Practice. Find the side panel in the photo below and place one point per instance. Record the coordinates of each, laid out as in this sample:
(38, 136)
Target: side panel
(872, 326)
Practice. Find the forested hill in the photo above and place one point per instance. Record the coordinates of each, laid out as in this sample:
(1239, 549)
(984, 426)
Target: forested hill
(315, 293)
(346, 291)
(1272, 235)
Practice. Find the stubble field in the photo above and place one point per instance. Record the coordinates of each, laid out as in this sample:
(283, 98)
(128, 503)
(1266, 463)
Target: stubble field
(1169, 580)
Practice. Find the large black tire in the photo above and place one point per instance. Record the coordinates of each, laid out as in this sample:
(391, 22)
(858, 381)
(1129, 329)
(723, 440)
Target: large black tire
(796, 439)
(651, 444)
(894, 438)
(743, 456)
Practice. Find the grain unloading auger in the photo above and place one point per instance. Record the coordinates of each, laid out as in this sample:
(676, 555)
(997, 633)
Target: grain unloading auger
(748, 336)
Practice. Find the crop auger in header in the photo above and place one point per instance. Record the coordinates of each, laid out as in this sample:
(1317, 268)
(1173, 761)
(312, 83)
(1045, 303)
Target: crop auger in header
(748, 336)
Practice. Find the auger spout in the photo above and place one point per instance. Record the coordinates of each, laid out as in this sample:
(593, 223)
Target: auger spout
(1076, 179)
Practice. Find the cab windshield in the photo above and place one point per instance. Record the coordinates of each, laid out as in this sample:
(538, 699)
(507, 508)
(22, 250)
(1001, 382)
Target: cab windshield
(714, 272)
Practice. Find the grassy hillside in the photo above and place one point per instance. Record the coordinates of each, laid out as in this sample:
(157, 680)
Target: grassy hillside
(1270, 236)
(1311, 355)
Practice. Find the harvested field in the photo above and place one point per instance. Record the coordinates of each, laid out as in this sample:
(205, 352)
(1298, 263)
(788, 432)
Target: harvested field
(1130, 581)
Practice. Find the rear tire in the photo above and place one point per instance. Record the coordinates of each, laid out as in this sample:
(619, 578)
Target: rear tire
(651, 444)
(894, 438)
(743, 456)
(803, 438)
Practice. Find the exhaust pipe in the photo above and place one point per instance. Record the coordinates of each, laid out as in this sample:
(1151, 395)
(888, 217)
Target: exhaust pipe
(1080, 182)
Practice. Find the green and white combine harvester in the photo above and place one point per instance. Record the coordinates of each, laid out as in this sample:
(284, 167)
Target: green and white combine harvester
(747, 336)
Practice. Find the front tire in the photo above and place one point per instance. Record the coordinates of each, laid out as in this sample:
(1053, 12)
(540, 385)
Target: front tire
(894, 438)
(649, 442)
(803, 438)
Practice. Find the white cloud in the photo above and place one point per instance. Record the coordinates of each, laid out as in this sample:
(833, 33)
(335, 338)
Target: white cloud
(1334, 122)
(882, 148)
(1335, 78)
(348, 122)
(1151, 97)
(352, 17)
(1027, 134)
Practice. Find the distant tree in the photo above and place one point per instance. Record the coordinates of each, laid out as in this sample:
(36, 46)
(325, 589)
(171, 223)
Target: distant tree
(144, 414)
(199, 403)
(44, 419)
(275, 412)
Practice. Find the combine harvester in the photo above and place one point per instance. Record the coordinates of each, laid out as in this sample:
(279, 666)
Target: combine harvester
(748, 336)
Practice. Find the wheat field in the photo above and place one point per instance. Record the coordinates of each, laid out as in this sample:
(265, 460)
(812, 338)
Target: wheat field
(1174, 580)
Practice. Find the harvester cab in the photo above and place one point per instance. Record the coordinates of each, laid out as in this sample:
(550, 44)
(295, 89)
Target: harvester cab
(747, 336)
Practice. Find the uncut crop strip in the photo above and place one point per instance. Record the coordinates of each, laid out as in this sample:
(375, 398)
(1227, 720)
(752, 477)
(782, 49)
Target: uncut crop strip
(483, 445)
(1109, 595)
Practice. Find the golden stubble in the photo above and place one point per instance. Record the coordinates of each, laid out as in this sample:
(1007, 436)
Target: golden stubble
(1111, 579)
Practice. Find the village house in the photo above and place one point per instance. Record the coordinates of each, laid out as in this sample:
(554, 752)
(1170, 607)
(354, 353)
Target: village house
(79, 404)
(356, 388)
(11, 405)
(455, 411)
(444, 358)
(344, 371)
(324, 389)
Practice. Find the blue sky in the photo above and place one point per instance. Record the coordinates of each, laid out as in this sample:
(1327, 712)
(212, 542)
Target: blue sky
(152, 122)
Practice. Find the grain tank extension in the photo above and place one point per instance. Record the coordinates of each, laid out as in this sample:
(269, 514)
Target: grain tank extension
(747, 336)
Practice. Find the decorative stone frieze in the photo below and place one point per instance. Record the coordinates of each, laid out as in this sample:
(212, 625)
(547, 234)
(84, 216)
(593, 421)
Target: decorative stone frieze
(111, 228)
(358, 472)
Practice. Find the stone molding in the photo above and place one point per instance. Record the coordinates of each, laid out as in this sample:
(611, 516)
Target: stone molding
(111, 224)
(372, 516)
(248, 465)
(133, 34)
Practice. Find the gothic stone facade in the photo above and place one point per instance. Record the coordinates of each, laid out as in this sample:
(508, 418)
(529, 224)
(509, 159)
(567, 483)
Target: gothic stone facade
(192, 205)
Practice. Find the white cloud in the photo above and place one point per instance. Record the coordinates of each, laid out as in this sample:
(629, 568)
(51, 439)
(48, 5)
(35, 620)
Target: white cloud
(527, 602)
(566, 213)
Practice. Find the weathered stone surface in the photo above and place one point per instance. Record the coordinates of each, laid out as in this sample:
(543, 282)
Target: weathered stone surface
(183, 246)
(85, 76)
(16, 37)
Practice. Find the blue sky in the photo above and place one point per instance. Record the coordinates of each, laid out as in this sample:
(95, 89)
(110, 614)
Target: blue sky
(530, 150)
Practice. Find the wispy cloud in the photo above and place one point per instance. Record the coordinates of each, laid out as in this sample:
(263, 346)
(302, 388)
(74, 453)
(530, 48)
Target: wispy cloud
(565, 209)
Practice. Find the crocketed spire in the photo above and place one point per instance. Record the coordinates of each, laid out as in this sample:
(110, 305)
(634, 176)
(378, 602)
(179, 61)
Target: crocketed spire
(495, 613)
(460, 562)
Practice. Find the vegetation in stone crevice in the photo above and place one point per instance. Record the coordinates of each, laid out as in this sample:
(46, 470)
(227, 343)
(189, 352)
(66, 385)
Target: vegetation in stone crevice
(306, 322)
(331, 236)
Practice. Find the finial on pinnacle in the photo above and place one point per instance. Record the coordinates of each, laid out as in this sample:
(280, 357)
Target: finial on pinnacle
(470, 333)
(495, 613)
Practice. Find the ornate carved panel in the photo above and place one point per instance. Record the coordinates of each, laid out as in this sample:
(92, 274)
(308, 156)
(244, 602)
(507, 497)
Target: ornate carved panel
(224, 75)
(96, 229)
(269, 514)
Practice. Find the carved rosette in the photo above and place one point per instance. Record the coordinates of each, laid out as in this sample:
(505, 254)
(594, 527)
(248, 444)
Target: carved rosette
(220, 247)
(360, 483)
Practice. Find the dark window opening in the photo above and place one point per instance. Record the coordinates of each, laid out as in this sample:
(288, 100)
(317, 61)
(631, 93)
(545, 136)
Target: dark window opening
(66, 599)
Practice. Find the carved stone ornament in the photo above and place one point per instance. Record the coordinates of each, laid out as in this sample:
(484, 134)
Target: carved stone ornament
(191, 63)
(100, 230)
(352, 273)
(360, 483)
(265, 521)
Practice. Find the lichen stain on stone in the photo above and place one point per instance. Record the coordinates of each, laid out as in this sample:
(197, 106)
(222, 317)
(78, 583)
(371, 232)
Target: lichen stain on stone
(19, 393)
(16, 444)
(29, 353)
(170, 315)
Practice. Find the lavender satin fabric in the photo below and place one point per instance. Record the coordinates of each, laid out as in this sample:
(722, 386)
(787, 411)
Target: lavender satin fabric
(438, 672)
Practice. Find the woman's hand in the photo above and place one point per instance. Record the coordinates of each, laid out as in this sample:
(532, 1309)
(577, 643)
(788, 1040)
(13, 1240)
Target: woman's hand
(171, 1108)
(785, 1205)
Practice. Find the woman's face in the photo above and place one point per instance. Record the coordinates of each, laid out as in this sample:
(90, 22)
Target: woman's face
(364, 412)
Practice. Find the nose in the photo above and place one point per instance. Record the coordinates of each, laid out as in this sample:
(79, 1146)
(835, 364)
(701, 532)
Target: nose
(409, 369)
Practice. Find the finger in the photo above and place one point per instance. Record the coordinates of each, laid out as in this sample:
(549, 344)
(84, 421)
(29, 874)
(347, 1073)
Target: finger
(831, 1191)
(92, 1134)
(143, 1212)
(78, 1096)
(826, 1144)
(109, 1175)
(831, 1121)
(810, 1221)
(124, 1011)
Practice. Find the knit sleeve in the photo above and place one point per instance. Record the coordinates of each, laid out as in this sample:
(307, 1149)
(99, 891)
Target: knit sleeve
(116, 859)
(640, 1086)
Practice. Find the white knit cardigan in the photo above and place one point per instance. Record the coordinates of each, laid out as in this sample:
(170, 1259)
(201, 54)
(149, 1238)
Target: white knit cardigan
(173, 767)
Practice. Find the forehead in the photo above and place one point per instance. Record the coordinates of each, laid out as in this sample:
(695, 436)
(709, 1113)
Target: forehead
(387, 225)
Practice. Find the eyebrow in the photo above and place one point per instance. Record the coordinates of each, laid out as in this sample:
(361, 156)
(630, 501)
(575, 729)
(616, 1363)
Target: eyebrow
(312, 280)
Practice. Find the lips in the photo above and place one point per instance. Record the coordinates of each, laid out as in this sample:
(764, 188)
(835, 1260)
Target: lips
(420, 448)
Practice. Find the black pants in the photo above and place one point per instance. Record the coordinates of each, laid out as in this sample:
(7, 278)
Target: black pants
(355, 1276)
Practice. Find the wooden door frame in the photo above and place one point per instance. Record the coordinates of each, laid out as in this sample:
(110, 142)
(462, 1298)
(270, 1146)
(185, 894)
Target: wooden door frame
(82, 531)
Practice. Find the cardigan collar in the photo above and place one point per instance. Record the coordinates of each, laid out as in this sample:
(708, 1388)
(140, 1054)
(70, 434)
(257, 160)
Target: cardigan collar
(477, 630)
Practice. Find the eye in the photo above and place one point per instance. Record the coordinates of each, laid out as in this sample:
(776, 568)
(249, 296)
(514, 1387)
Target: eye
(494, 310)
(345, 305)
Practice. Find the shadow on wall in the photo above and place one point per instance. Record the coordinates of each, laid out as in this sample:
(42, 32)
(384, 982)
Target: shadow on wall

## REQUEST:
Edit the items between the line holding "Practice. Find the distant" and the line holding "(1111, 579)", inclusive, changing "uncut crop strip" to "standing crop strip" and leaving all else as it stands. Give only those lines.

## EXERCISE RESULT:
Practice. Find the distant tree in the photo above and place one point per instance. Record the coordinates of each, laid out as in this sample:
(36, 46)
(325, 589)
(171, 223)
Target: distant tree
(144, 414)
(199, 403)
(44, 419)
(275, 412)
Practice. Find the combine harvester in the photo above and place one point per instance. Record the coordinates of each, laid out as in this sample:
(279, 666)
Target: combine harvester
(748, 336)
Practice. Find the wheat field in the photo above and place one point per instance. Record the coordinates of each, laid out as in this sample:
(265, 460)
(812, 338)
Target: wheat field
(1174, 580)
Practice. Find the harvester cab in the photo above and place one point per instance. Record the coordinates of each, laid out as in this sample:
(550, 44)
(295, 89)
Target: harvester cab
(747, 336)
Practice. Find the standing crop strip in the photo above and place one point per instance. Record the coordinates of each, laid out as in this sample:
(375, 398)
(1227, 720)
(752, 477)
(782, 49)
Target: standing crop strip
(483, 445)
(1109, 595)
Practice. Find the golden stubble in the photo above and place one point per instance. Record the coordinates of each, laid out as in this sample:
(1007, 436)
Target: golden stubble
(1111, 579)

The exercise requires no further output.